* Written problem
Render the lines below as a Markdown table with the columns Row and Line Text. Start at the line containing "Annotation round 2 (review). The target object is shoreline.", continue through the last line of the records, and include both ends. Number each row and leave out blank lines.

* Provided records
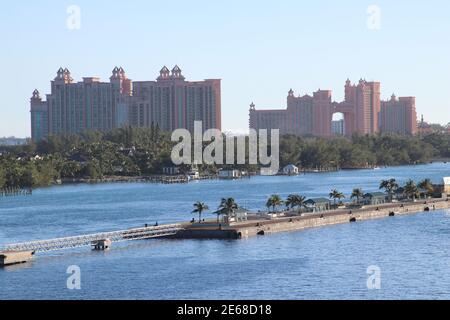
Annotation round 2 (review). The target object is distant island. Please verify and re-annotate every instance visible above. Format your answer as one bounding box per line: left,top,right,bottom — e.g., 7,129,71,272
0,127,450,189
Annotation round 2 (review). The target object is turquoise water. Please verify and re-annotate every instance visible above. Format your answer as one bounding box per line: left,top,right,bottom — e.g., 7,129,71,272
0,163,450,299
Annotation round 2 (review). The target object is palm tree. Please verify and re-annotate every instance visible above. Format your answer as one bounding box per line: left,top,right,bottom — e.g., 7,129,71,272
215,198,239,222
380,179,398,201
329,189,345,207
417,179,434,196
405,180,419,201
285,194,306,209
192,201,209,222
350,188,364,204
266,194,283,212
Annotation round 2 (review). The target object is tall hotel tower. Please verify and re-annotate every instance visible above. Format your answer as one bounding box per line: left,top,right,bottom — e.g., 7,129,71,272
30,66,221,141
249,79,417,137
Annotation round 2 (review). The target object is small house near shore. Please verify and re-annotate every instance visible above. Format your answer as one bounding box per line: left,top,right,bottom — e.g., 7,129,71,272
219,169,242,179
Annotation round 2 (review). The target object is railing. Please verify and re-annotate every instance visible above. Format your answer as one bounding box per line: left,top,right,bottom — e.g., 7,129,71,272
0,224,183,252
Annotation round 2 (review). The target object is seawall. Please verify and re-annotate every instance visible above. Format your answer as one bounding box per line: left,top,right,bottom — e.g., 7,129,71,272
234,200,450,238
175,199,450,239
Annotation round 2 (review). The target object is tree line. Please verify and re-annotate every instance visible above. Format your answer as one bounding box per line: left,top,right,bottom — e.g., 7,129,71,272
0,126,450,189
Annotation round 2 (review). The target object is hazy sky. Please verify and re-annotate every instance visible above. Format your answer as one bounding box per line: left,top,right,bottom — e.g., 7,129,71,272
0,0,450,137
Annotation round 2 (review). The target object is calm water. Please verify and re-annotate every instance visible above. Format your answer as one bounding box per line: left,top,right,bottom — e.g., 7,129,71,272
0,164,450,299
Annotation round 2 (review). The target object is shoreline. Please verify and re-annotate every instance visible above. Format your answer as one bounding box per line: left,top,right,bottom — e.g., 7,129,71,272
179,199,450,239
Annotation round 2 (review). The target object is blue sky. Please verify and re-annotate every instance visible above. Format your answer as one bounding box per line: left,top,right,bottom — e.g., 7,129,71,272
0,0,450,137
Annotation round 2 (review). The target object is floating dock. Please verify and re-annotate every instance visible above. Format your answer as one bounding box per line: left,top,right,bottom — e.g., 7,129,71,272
0,251,34,267
0,199,450,267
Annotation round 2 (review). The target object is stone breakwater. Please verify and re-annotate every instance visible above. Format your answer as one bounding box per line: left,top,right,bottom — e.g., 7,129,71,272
176,199,450,239
234,200,450,238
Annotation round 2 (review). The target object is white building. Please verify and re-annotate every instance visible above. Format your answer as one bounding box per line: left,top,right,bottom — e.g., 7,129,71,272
219,169,242,179
283,164,298,176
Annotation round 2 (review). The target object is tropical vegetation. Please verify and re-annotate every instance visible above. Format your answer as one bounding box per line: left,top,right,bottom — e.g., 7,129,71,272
0,126,450,189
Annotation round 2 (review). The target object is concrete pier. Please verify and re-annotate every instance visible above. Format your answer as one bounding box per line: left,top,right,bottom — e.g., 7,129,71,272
0,251,34,267
176,199,450,239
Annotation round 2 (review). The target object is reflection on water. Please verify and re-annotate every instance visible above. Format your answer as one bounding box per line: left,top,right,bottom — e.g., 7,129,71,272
0,164,450,299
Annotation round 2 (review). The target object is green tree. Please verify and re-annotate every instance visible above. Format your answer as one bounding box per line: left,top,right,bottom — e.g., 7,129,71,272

* Full answer
| Row | Line Text |
|---|---|
| 1 | Annotation round 2 (review). The target object is shoreline. Please verify and re-annotate every instance visible above. Format your answer as one bounding box per line: left,top,right,bottom — e.g., 7,129,71,272 |
| 2 | 179,199,450,239 |
| 3 | Annotation round 2 (review). The target object is blue sky. Please verify and re-annotate every instance visible above. Format your answer as one bounding box per line: left,top,right,bottom — e.g., 7,129,71,272 |
| 4 | 0,0,450,137 |
| 5 | Annotation round 2 (review). The target object is floating dock. Please verify and re-annotate every instance visible above. Format your answer as one bounding box per line: left,top,right,bottom — e.g., 7,129,71,272 |
| 6 | 0,251,34,267 |
| 7 | 0,199,450,267 |
| 8 | Annotation round 2 (review). The target object is stone breakwater. Please verify and re-annotate every instance visible above. Format your answer as one bounding box per line: left,top,right,bottom — e.g., 7,129,71,272 |
| 9 | 176,199,450,239 |
| 10 | 234,200,450,238 |
| 11 | Annotation round 2 (review). The target object is white building. Please verify and re-annotate every instance visible above. Format your answer as one bounding box per line: left,top,right,bottom — e.g., 7,129,71,272 |
| 12 | 219,169,242,179 |
| 13 | 283,164,298,176 |
| 14 | Annotation round 2 (review). The target object is tropical vegetation. Please verify and re-annotate every instance visible above. Format your answer as one bounding box per line: left,top,right,bottom — e.g., 7,129,71,272 |
| 15 | 0,126,450,189 |
| 16 | Annotation round 2 (review). The target object is concrete pier. Please verify and re-annotate every instance visible above. Format your answer as one bounding box per line: left,top,right,bottom — e.g., 7,129,71,272 |
| 17 | 0,251,34,267 |
| 18 | 176,199,450,239 |
| 19 | Annotation round 2 (review). The target object is reflection on water. Please verify and re-annotate every instance visible above. Format your answer as one bounding box per line: left,top,right,bottom — e.g., 7,129,71,272 |
| 20 | 0,164,450,299 |
| 21 | Annotation round 2 (review). The target object is green tree. Please verify and re-annotate every instance visible above. Format your answer as one bounding box per line: left,top,right,bottom — e.g., 7,129,71,272 |